>> BEGIN EXERCISE INPUTS
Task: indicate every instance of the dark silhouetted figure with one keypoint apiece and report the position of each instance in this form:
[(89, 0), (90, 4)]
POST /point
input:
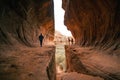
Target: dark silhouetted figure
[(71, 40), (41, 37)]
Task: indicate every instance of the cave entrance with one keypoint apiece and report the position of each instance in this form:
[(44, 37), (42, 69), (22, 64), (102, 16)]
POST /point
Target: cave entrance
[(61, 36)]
>> END EXERCISE INPUTS
>> BEGIN EXERCISE INPUTS
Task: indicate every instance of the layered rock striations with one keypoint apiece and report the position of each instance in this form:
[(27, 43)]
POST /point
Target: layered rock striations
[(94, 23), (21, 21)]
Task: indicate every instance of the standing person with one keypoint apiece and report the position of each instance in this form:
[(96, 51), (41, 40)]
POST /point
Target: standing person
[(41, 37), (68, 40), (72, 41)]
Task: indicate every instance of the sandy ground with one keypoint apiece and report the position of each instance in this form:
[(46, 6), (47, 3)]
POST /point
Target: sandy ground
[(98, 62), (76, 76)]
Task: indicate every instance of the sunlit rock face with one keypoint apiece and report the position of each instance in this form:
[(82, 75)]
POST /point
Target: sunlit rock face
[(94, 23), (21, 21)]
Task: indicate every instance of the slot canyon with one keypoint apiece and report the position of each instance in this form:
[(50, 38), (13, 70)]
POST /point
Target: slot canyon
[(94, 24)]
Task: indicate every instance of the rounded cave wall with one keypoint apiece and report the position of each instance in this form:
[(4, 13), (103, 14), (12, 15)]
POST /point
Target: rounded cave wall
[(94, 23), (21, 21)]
>> END EXERCISE INPUTS
Count the lines in the records above that contain the string "sunlit", with case counting. Give only the number.

2